[Text passage]:

December 30, 2009
Thierry Delva’s 48 Dozen
Belgian/Canadian artist, Thierry Delva’s 1995 sculpture entitled, 48 Dozen. (A column of plaster egg-cartons in a stabilizing, Jenga-block-style stacking arrangement.)
(More of Thierry Delva’s packaging-related sculptures, after the fold…)
For the past several years Thierry Delva has been making finely
detailed, full-size (one-to-one ratio) representations of prosaic
objects in such materials as granite, marble and sandstone. Two of his
three works in this show continue that practice, while one is somewhat
of a departure. The departure consists of forty cast-plaster egg
cartons, stacked in a four-foot column. 48 Dozen manages to refer to
both architecture and the body (classic sculptural concerns), while
remaining resolutely what it is—a record of the space once occupied by
cardboard packaging… Cooler, a white marble carving of a Styrofoam
cooler, is an exact reproduction, hollow with a removable lid.

[Extracted data]:
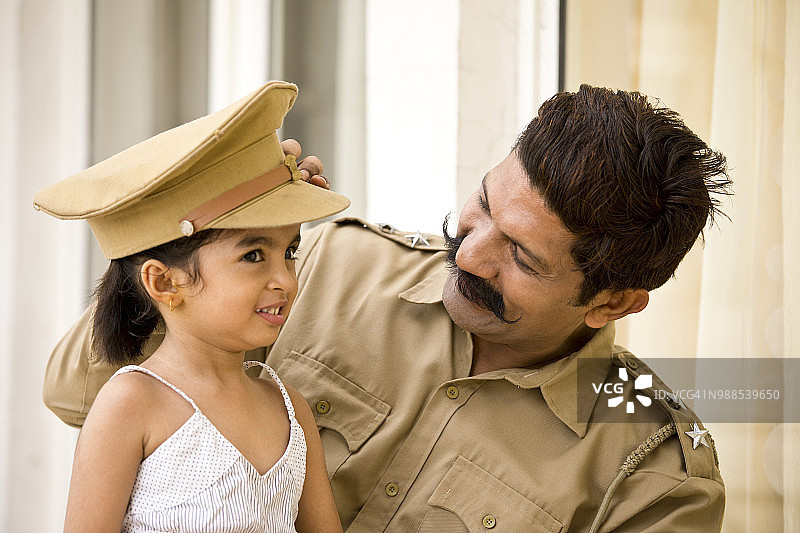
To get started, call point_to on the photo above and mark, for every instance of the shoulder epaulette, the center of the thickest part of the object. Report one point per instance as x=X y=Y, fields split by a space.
x=699 y=452
x=410 y=239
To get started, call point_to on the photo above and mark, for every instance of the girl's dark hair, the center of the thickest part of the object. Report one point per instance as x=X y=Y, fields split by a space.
x=125 y=315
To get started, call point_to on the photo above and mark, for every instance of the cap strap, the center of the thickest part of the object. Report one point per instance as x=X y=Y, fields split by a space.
x=204 y=214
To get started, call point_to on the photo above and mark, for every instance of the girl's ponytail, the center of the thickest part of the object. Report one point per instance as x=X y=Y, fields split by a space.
x=125 y=315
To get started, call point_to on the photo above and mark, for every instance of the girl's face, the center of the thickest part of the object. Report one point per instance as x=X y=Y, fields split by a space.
x=246 y=286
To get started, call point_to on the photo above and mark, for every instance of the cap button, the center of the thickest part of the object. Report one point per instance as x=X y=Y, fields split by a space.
x=187 y=228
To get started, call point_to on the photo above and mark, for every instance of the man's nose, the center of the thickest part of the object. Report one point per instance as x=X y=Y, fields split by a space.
x=478 y=254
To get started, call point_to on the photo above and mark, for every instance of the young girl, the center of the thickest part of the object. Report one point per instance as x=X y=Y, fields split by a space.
x=203 y=240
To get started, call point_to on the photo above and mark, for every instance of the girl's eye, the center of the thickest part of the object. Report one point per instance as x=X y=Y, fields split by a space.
x=291 y=253
x=253 y=256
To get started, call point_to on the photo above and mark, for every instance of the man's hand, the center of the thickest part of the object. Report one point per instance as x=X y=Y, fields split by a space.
x=310 y=167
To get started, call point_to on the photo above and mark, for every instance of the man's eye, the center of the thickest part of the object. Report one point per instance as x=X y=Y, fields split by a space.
x=524 y=266
x=482 y=203
x=292 y=253
x=253 y=256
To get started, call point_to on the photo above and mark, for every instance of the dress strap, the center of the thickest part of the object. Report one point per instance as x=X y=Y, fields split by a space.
x=136 y=368
x=286 y=399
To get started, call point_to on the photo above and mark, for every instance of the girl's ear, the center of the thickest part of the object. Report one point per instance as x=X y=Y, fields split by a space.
x=159 y=282
x=618 y=305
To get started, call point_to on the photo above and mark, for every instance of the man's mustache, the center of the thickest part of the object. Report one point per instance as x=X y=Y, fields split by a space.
x=474 y=288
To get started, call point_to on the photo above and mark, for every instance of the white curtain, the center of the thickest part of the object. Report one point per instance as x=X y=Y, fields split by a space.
x=730 y=67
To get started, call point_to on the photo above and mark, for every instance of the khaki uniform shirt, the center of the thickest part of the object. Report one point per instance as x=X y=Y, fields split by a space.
x=413 y=443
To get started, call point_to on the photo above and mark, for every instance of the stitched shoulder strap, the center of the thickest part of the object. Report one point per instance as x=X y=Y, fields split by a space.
x=135 y=368
x=286 y=399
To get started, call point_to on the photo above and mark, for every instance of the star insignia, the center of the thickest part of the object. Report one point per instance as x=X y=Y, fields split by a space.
x=698 y=436
x=417 y=238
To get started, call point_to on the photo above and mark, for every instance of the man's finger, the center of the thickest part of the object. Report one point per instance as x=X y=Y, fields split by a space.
x=290 y=146
x=312 y=164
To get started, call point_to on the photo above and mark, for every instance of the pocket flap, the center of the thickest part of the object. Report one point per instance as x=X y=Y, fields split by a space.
x=482 y=501
x=348 y=409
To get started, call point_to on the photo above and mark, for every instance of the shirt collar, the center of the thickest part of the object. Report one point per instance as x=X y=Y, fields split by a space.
x=429 y=290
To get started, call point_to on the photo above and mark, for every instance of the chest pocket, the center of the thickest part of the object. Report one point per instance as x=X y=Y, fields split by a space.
x=469 y=499
x=346 y=414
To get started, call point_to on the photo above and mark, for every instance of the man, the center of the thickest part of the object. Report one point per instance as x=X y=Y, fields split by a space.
x=444 y=376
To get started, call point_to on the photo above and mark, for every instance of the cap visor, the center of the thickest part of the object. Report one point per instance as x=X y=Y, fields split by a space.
x=293 y=203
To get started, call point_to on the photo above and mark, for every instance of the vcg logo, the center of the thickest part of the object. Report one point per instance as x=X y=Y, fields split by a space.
x=645 y=381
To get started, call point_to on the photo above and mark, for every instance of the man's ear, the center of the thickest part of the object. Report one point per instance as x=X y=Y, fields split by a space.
x=617 y=305
x=158 y=281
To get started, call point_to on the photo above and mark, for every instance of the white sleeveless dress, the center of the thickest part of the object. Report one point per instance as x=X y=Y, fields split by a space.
x=197 y=481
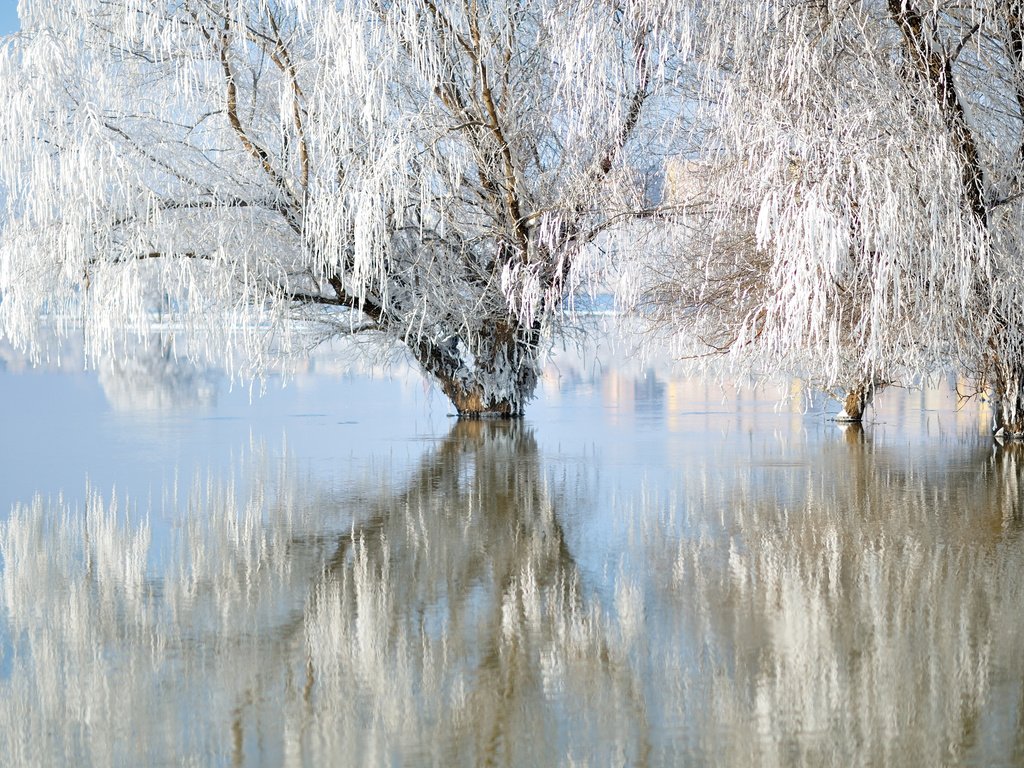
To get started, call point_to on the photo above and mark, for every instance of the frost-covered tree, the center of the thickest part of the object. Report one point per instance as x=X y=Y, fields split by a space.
x=856 y=211
x=429 y=172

[Challenge]:
Name every material mentioned in the passage on Thierry Delva's sculptures.

[Answer to the task]:
- Plaster
- Granite
- Marble
- Sandstone
- Cardboard
- Styrofoam